##### Data rows

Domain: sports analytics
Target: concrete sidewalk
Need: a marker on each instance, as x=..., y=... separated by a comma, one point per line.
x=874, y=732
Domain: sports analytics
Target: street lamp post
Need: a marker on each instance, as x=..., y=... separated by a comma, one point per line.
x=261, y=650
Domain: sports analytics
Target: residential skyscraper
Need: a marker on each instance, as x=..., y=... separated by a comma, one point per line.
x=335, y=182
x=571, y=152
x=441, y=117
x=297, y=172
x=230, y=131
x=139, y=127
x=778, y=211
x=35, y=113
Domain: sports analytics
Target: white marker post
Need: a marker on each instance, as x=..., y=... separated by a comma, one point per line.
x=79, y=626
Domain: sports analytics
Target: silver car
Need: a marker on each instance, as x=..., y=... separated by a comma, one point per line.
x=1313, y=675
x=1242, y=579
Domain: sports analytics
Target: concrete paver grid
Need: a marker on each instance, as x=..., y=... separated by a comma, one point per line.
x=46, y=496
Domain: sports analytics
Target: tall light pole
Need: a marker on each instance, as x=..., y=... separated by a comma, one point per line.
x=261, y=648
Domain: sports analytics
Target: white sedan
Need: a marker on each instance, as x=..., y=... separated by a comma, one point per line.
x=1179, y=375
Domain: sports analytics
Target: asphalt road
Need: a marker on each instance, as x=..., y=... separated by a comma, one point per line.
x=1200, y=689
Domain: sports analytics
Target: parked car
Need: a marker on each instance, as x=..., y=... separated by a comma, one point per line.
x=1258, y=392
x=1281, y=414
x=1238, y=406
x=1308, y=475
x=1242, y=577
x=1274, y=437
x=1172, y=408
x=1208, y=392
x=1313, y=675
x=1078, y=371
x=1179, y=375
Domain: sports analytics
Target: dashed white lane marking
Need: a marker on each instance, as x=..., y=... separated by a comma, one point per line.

##########

▶ **Given request**: Copy every one of the records above, line for line, with no changes.

▶ **Answer**:
Domain: sports analytics
Target: concrete sidewalk
Need: a marker on each instance, as x=..., y=... separated by a comma, one point per line.
x=874, y=732
Domain: sports analytics
Target: street lamp post
Need: a marker on each instance, as x=..., y=... separated by a comma, one point per line.
x=261, y=650
Domain: sports analytics
Target: residential skyscraper
Need: a marker on each instance, as x=..., y=... separated by a comma, one point per line.
x=335, y=182
x=571, y=152
x=441, y=117
x=297, y=172
x=230, y=131
x=139, y=127
x=778, y=211
x=35, y=113
Domain: sports analytics
Target: white marker post
Need: a marker on each instance, as x=..., y=... separated by a comma, one point per line.
x=79, y=626
Domain: sports analytics
Target: silver car
Need: a marker on each instance, as x=..., y=... separated by a comma, one point per line.
x=1313, y=675
x=1242, y=579
Domain: sports analytics
Target: concrete paver grid
Need: a marker on each instance, as x=..., y=... separated by a comma, one point per line.
x=46, y=496
Domain: sports analytics
Target: tall light pole
Need: a marker on each instance, as x=..., y=... separated by a comma, one point per line.
x=261, y=648
Domain: sports analytics
Target: white sedan
Need: a marker on each instance, as x=..., y=... separated by a comma, one point per line.
x=1179, y=375
Domain: sports analytics
Target: asphalt road
Need: a marker on each instance, as x=..., y=... separated by a comma, one point per line.
x=1200, y=689
Domain: sports analytics
Target: parked car
Need: a marker on each instance, as x=..., y=... separated by a comma, one point per line.
x=1258, y=392
x=1281, y=414
x=1238, y=406
x=1308, y=475
x=1242, y=577
x=1274, y=437
x=1172, y=408
x=1208, y=392
x=1313, y=675
x=1078, y=371
x=1179, y=375
Domain: sports analytics
Target: dashed white lane marking
Need: a marker on each instance, as x=..., y=... separated by a comma, one point per line.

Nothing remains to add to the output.